● **Activity**
Give every entry again, exactly as it stands.

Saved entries
+ + + +

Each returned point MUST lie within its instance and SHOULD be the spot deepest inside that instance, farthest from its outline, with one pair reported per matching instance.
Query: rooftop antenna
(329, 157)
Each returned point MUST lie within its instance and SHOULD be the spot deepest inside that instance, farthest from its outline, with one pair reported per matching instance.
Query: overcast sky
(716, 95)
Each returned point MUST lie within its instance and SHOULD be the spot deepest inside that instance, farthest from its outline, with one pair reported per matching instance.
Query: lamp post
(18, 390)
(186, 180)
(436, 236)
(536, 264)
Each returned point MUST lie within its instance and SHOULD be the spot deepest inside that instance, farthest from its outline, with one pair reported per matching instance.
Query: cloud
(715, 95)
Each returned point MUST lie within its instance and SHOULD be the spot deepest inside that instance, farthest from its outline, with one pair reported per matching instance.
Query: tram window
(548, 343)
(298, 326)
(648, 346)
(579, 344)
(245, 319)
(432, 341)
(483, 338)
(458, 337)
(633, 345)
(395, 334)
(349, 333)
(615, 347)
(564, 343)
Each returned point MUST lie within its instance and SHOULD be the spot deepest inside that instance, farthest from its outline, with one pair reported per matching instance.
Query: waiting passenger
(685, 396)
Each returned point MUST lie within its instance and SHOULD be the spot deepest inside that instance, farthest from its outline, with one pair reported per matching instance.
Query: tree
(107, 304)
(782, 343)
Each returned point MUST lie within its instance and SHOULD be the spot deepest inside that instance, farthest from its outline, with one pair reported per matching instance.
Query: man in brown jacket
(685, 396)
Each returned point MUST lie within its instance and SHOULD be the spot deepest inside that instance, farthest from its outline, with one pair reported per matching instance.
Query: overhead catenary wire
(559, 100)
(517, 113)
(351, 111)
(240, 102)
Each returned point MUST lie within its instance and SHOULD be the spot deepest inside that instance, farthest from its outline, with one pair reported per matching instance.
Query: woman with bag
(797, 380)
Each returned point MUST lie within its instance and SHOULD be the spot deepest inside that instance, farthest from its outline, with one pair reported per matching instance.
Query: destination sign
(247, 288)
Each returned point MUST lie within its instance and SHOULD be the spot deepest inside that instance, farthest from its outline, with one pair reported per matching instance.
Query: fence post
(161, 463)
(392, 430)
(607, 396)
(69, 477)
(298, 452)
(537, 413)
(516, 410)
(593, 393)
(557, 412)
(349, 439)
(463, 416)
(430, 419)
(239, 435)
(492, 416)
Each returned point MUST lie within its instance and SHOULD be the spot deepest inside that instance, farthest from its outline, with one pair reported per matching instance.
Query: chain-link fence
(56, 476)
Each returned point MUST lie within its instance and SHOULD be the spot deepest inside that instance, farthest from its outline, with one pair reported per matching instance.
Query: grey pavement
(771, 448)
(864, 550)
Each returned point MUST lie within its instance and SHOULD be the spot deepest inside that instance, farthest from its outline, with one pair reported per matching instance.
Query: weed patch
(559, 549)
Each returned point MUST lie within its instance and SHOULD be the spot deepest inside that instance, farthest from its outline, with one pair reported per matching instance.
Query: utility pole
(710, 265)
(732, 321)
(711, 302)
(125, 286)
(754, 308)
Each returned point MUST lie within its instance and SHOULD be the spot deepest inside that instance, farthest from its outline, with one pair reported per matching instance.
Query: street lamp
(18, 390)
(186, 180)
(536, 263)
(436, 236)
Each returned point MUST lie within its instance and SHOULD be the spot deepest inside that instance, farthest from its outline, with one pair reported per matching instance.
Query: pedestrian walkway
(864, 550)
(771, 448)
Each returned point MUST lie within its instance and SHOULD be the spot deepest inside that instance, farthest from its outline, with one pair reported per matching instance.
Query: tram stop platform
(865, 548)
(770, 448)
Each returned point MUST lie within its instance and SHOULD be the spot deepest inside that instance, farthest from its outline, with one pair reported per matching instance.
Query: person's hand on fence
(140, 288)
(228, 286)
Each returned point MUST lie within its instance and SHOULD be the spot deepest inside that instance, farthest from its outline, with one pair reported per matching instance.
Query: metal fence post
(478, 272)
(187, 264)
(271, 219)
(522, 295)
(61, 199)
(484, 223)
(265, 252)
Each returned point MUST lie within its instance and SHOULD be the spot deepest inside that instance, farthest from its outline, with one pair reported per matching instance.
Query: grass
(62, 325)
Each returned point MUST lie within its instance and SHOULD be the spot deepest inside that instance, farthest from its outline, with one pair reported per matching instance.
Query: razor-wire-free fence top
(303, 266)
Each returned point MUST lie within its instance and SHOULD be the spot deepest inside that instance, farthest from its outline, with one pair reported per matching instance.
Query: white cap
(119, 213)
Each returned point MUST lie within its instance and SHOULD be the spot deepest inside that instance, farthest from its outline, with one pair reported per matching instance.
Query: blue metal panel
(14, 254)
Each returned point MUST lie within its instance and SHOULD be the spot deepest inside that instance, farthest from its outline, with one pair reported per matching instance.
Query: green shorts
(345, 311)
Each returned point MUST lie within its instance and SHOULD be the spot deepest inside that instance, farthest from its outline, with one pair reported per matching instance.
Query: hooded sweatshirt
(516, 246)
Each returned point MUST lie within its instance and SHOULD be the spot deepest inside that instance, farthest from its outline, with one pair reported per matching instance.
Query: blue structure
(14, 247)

+ + + +

● **Task result**
Each returned point MUST lie within its instance and SHOULD be the spot deepest inside that instance, farthest from its outline, with one pair reported per matching instance.
Query: rooftop antenna
(329, 157)
Each returned point MUST lie within its instance and SHOULD be the spot deepest inside that instance, farthest from its outline, with one pair reported per matching instance.
Query: overcast sky
(716, 95)
Each returned point MUST lie within its instance and SHOULD be the spot deepest inside that instance, farthest from its outline, with one pair reported per matching instance.
Query: lamp post
(18, 390)
(186, 180)
(436, 236)
(536, 264)
Each returned point MUST lie within its instance and SHOULD be the spot deepest inside that instance, farthest from its outline, with one pair reported per matching instance.
Query: cloud
(715, 95)
Each returned point MUST lie within its instance and SHOULD be the spot deepest inside that instance, farthest from its outline, with one pair reported per matching instance.
Query: tram window
(548, 343)
(298, 326)
(648, 346)
(579, 344)
(245, 319)
(432, 341)
(483, 338)
(458, 337)
(633, 345)
(395, 334)
(349, 333)
(615, 347)
(564, 343)
Each returned point MUST lie within its instance and SHOULD be the spot deepest inside that instance, farthest from its outline, with one pair reported per matching instance.
Query: waiting passenger
(685, 396)
Each returned point MUST lie within its instance and SHOULD be the spot deepest inside that instance, farthest from its outline, with one pair reported per matching instance.
Query: tree
(107, 304)
(782, 343)
Each returned point MUST lie within its instance and SHOULD be the spot deepest inside that instance, farthest from its outline, with one pair reported per matching instance.
Query: man in brown jacket
(685, 396)
Each returned point MUST lie within its instance and SHOULD be the spot deepest inside that instance, farthest from its outline, with one pair reported per matching instance.
Query: overhead catenary wire
(559, 100)
(517, 113)
(351, 111)
(240, 102)
Each returned point MUST lie within its instance and SHOULD be the spot deepest inside that instance, farthest from its outline, with one pair reported per matching instance.
Query: woman with bag
(797, 380)
Each returned point MUST lie within its instance and SHOULD be the spot deepest inside that instance, farthest from its outline, with one pair reported per matching instance.
Query: destination sign
(247, 288)
Each returned point MUST lie within its instance and SHOULD be the spot deepest inside that instance, farthest from its outline, with one pair reported per matching instance.
Query: fence post
(161, 463)
(392, 430)
(607, 396)
(69, 477)
(298, 452)
(537, 413)
(516, 410)
(593, 393)
(557, 412)
(349, 439)
(463, 416)
(430, 419)
(239, 435)
(492, 416)
Each returned point MUST lie within its instance and SHOULD be the spot deepest inside that instance, farthest from its outline, with one pair reported per matching instance.
Query: chain-link fence
(56, 476)
Each returned point MUST lie within its instance and SHOULD be the spot deepest inside that instance, farthest from its outline, with one pair reported per matching instance.
Query: grey pavement
(771, 448)
(864, 550)
Each returned point MUST lie within its instance and SHOULD be the spot deepest inside that instance, farthest from its outline, with one pair reported per matching instance.
Query: weed patch
(559, 549)
Each returned point MUST lie within its instance and SHOULD be the spot deepest inside that instance, farthest from its outline, with one pair reported per matching instance.
Query: utility pole
(710, 265)
(732, 321)
(711, 302)
(125, 286)
(754, 308)
Each returned point MUST lie within its instance and SHOULD be the spot deepest inside that instance, farthest from its outline, with one pair reported per matching instance.
Query: street lamp
(18, 390)
(186, 180)
(536, 263)
(436, 236)
Each returned point MUST lie within its instance and SHOULD be the spot deepest inside that instance, farthest from its outline, with one pair reported per matching instance.
Query: pedestrian walkway
(864, 550)
(771, 448)
Each returned point MUST lie within its instance and SHOULD be the spot deepest inside that instance, farthest from its outline, with one pair reported per matching instance.
Query: tram stop platform
(865, 548)
(770, 448)
Each returned point MUST lie within its instance and SHOULD be the spot deepest inside that instance, farthest from its outline, with one pair reported per matching instance.
Query: person's hand on fence
(140, 288)
(228, 286)
Each returned point MUST lie within its instance and SHOULD be the spot deepest inside that instance, farthest from its outline, with one pair reported per matching instance.
Query: metal fence post
(478, 272)
(187, 264)
(271, 219)
(522, 295)
(61, 199)
(484, 223)
(265, 252)
Each returned point MUST lie within its instance and SHOULD be the spot deepest inside that instance, farthest from its outline, with one pair reported per matching instance.
Query: grass
(62, 325)
Each returned point MUST lie within its instance and SHOULD be the spot deepest inside that instance, farthest from its outline, with one pair reported per matching instance.
Query: razor-wire-free fence top
(303, 266)
Each returned point MUST lie within its instance and SHOULD be the spot deepest inside that instance, farthest from its outline, with one pair reported per matching instance.
Query: white cap
(119, 213)
Each returned point MUST lie within its instance and SHOULD be the spot deepest inside that instance, farthest from its outline, with one pair reported per matching instance.
Query: blue metal panel
(14, 254)
Each returned point MUST lie within its instance and SHOULD be the spot deepest inside that instance, farthest from its outline, with one pair reported per matching instance.
Query: green shorts
(345, 311)
Each returned point MUST lie within its instance and SHOULD be the spot deepest inside that instance, farthest from its outline, with one pair reported per matching instance.
Query: hooded sweatshirt
(516, 246)
Each returned point MUST lie within its instance and SHOULD be the spot deepest inside that instance, farthest from its outline, with one pair reported per matching instance.
Query: blue structure
(14, 247)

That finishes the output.